═══ MATERIAL PROVIDED ═══

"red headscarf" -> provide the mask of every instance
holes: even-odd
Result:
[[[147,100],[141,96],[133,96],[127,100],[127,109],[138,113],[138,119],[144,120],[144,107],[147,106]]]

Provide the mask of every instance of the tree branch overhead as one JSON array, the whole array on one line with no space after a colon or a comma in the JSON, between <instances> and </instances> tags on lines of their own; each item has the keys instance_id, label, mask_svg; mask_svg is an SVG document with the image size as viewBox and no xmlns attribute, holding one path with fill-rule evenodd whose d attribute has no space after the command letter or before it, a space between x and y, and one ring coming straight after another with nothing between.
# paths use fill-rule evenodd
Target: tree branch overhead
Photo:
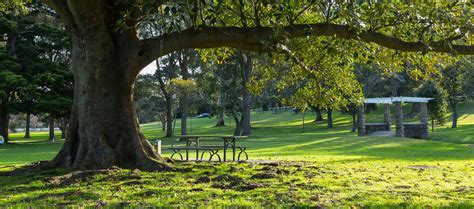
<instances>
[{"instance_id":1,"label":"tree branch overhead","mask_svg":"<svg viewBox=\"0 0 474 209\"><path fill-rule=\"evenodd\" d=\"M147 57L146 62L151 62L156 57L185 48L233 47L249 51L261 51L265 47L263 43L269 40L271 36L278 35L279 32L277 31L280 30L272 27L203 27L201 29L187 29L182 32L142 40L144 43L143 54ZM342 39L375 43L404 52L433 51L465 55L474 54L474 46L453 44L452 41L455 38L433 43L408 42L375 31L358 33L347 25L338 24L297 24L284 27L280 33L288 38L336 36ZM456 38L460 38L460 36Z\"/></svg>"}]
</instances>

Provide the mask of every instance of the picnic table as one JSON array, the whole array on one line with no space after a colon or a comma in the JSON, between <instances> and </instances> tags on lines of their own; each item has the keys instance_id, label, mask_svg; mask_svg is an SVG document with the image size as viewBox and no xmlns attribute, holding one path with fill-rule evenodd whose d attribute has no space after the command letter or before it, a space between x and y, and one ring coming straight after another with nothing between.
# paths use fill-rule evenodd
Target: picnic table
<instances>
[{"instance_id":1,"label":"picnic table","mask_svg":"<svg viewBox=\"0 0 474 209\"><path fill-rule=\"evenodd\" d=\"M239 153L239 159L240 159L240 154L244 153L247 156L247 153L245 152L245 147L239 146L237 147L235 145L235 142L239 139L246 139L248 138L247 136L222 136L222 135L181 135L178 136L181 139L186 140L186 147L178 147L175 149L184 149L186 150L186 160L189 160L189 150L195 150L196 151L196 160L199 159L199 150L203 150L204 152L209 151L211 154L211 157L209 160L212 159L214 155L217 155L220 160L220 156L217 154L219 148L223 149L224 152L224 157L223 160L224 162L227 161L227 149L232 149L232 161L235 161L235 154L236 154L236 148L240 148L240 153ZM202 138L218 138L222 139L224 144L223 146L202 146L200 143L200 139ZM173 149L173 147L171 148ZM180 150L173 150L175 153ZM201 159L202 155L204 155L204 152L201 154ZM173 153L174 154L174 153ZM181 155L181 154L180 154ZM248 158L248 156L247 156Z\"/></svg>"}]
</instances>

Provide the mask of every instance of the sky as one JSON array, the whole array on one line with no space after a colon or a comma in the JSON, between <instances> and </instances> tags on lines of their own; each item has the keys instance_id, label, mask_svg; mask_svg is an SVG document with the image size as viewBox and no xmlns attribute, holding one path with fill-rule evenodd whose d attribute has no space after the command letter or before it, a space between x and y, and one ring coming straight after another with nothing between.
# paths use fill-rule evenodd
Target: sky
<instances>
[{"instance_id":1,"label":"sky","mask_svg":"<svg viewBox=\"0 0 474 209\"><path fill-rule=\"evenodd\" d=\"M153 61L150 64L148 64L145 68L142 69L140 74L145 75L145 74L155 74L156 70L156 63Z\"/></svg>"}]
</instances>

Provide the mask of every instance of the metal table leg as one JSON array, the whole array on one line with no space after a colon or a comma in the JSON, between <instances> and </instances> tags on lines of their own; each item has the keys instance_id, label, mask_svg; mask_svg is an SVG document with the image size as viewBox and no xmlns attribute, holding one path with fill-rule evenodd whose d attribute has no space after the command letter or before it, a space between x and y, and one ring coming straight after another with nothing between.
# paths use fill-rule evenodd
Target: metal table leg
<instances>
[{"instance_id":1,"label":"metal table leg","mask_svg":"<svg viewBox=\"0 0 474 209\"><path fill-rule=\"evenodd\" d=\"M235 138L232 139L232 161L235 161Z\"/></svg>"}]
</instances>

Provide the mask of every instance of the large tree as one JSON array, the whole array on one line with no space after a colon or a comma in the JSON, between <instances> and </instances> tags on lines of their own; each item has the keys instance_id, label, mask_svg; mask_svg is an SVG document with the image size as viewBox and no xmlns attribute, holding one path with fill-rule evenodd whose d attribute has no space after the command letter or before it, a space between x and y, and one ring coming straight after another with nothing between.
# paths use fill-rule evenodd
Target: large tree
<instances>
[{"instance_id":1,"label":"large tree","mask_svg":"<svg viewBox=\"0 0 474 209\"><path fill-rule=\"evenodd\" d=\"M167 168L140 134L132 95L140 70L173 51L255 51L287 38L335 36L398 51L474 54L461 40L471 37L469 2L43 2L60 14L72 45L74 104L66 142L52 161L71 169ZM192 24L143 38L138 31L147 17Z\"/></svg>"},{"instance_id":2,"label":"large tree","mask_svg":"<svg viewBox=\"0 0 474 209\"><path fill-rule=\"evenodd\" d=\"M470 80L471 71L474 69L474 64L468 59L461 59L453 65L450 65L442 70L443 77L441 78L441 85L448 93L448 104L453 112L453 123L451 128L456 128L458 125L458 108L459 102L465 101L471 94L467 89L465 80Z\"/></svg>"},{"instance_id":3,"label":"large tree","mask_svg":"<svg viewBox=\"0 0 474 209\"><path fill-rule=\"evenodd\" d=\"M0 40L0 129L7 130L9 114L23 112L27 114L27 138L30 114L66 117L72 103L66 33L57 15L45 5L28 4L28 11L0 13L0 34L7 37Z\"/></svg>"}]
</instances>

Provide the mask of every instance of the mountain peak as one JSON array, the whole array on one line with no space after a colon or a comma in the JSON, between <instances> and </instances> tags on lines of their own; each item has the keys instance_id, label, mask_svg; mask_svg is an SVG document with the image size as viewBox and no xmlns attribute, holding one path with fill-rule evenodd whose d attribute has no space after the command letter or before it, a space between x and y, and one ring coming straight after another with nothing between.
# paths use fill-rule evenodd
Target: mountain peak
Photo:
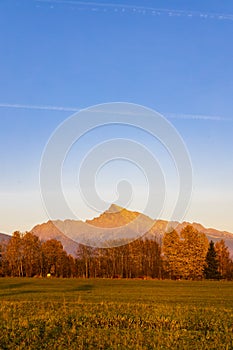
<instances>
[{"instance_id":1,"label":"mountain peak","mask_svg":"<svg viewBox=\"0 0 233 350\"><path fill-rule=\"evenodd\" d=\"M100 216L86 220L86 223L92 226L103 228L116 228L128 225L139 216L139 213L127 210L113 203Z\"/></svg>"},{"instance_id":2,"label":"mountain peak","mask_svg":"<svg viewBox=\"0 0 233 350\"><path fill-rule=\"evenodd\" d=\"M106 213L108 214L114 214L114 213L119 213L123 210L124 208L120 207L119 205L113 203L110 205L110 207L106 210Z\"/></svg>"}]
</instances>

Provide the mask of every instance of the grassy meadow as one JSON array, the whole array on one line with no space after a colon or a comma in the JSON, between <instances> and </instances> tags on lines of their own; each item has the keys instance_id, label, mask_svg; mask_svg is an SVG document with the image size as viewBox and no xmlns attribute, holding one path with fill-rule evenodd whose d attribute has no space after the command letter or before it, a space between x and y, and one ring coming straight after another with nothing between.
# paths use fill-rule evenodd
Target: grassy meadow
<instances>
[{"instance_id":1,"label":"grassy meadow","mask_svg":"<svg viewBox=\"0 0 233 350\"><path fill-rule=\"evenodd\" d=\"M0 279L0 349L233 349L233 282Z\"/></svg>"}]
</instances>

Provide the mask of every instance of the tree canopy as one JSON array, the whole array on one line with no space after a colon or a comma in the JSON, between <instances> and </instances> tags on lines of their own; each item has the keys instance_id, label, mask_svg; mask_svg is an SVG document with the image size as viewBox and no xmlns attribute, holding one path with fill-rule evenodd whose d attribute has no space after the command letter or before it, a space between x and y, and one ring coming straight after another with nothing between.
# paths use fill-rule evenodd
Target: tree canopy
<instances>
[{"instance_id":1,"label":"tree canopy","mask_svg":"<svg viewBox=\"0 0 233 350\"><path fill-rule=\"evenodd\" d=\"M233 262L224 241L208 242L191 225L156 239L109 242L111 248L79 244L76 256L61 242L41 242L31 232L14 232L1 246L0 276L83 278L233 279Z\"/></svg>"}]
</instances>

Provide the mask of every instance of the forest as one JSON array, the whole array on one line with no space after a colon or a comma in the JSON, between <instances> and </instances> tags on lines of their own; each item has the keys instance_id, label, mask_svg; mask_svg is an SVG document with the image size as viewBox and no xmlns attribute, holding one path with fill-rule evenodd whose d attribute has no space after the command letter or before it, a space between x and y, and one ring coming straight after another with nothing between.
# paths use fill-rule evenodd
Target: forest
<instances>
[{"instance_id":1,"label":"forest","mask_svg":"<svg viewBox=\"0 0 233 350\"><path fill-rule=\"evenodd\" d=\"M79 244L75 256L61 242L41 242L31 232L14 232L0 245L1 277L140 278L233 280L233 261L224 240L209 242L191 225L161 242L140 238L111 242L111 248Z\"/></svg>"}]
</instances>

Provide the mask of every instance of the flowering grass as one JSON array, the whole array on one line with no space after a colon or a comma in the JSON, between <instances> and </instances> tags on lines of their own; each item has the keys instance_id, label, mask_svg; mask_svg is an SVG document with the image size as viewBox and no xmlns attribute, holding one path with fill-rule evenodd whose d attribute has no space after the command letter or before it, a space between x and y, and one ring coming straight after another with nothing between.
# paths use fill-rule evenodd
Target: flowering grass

═══

Give the number of lines above containing the word "flowering", with no other text.

2